The analysis of Figure 13 reveals that the lowest linear motion speed of the slider was obtained when the preload force and the amplitude of the excitation signal were set to 25.1 N and 50 V_p-p, respectively. Under these conditions, the measured linear motion speed reached 5.98 mm/s or 0.119 (mm/s)/V_p-p. In contrast, the highest linear motion speed was achieved when the amplitude of the excitation signal and the preload force were set to 200 V_p-p and 4.89 N, respectively, with a guaranteed linear motion speed of 75.16 mm/s, or 0.375 (mm/s)/V_p-p. Based on the results, it can be found that the relationship between the linear motion speed, the preload force, and the amplitude of the excitation signal is almost linear and shows stable and predictable behaviour throughout the tested range. Intermediate motion speeds, corresponding to variations in the preload force and excitation amplitude between the lowest and highest tested conditions, exhibit a smooth and consistent trend. This indicates that the motion speed scales proportionally with both parameters, with no significant deviations or nonlinear responses observed.

The next phase of the experiments was devoted to quantifying the stall force. The measurements were conducted under the same preload forces and excitation voltage amplitudes as in previous tests, with the stall force monitored by a force sensor located at the end of the slider. The resulting data are presented in Figure 14.

The results indicate that the lowest stall force was obtained when the excitation amplitude and preload force were set to50 V_p-p and 4.89 N, respectively. Under these conditions, the actuator produced a stall force of 1.66 N or 33.2 mN/V_p-p. This value represents 33.94% of the applied preload force. On the other hand, the maximum stall force was obtained when the excitation signal amplitude and preload force were set to 200 V_p-p and 25.1 N, respectively. At these conditions, the actuator achieved a stall force of 18.88 N, or 94.4 mN/V_p-p, which is equivalent to 75.21% of the applied preload. The results demonstrate that the stall force increases almost linearly with both parameters, indicating a consistent and predictable relationship between the electrical excitation and mechanical output.

▸ **What you are asked to do**:
Please repeat the actuator passage starting with "The next phase" and going on through "in Figure 14.", swapping "stall force" for "blocking force". Rely only on the actuator passage for your work.

Records from a data source

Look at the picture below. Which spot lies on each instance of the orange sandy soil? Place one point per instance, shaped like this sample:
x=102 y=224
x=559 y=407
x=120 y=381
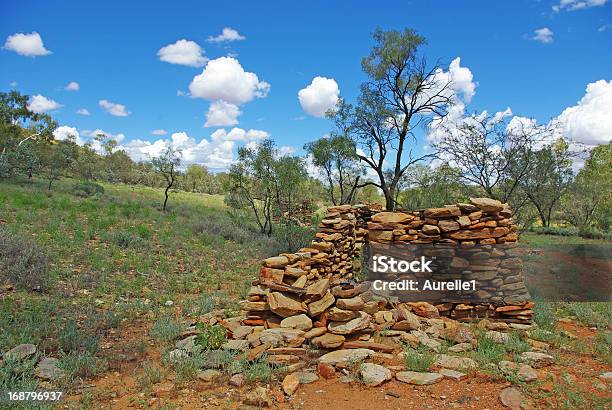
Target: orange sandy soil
x=118 y=388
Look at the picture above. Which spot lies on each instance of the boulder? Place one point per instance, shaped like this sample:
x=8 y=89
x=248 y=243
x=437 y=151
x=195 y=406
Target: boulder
x=352 y=326
x=487 y=204
x=345 y=356
x=328 y=341
x=374 y=374
x=301 y=322
x=284 y=305
x=418 y=378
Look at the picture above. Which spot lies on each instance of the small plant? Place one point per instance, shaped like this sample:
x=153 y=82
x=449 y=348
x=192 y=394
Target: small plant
x=211 y=337
x=87 y=189
x=151 y=375
x=166 y=329
x=23 y=263
x=488 y=351
x=125 y=239
x=419 y=359
x=81 y=365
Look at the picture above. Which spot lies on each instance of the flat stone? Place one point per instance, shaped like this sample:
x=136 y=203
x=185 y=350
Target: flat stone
x=301 y=322
x=346 y=355
x=355 y=303
x=48 y=369
x=512 y=398
x=236 y=345
x=260 y=397
x=460 y=347
x=352 y=326
x=455 y=362
x=374 y=374
x=209 y=375
x=20 y=352
x=284 y=305
x=418 y=378
x=452 y=374
x=319 y=306
x=276 y=262
x=290 y=384
x=314 y=332
x=328 y=341
x=537 y=359
x=341 y=315
x=237 y=380
x=307 y=377
x=283 y=337
x=487 y=204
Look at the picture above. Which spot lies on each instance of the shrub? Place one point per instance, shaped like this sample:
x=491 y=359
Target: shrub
x=166 y=329
x=125 y=239
x=419 y=359
x=87 y=189
x=23 y=262
x=211 y=336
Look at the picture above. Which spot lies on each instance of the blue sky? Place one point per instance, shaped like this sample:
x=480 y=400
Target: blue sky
x=111 y=49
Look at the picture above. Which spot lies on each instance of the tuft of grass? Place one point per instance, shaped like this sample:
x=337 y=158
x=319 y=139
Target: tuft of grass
x=166 y=329
x=488 y=351
x=23 y=263
x=211 y=336
x=418 y=360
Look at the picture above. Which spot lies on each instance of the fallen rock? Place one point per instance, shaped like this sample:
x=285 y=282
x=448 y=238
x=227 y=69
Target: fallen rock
x=290 y=384
x=307 y=377
x=326 y=370
x=512 y=398
x=346 y=355
x=487 y=204
x=352 y=326
x=237 y=380
x=374 y=374
x=282 y=337
x=328 y=341
x=209 y=375
x=455 y=362
x=418 y=378
x=20 y=352
x=452 y=374
x=284 y=305
x=537 y=359
x=301 y=322
x=48 y=369
x=259 y=397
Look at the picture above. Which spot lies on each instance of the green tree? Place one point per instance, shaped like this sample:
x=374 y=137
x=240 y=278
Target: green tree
x=337 y=160
x=402 y=93
x=166 y=165
x=548 y=179
x=588 y=202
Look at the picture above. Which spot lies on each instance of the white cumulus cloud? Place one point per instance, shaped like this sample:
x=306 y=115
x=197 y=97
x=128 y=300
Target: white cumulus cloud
x=72 y=86
x=183 y=52
x=225 y=79
x=543 y=35
x=572 y=5
x=118 y=110
x=63 y=132
x=319 y=96
x=227 y=34
x=222 y=114
x=40 y=104
x=590 y=120
x=30 y=45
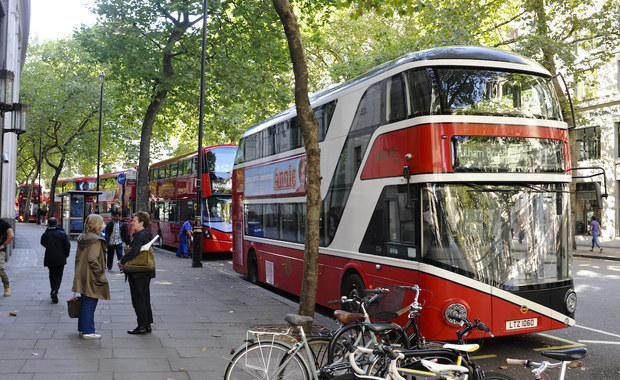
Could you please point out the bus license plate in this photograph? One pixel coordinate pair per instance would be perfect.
(521, 324)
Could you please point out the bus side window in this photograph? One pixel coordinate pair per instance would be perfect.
(395, 102)
(369, 109)
(391, 230)
(420, 92)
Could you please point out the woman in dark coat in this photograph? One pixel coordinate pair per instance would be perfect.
(140, 282)
(57, 248)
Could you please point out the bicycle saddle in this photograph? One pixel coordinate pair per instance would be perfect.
(347, 317)
(298, 320)
(566, 355)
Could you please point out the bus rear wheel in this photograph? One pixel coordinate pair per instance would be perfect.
(252, 267)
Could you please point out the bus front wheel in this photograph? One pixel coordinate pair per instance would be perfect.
(252, 267)
(350, 282)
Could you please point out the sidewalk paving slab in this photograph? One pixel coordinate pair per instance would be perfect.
(200, 314)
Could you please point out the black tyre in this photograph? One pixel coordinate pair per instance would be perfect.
(262, 360)
(252, 267)
(351, 282)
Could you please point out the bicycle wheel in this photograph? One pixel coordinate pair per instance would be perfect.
(490, 375)
(266, 361)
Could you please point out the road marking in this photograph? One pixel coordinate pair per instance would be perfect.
(569, 343)
(598, 331)
(599, 342)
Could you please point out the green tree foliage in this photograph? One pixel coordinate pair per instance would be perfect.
(153, 48)
(60, 85)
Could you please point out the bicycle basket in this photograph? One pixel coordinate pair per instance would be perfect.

▸ **Solution for this problem**:
The next phase of the experiments was devoted to quantifying the blocking force. The measurements were conducted under the same preload forces and excitation voltage amplitudes as in previous tests, with the blocking force monitored by a force sensor located at the end of the slider. The resulting data are presented in Figure 14.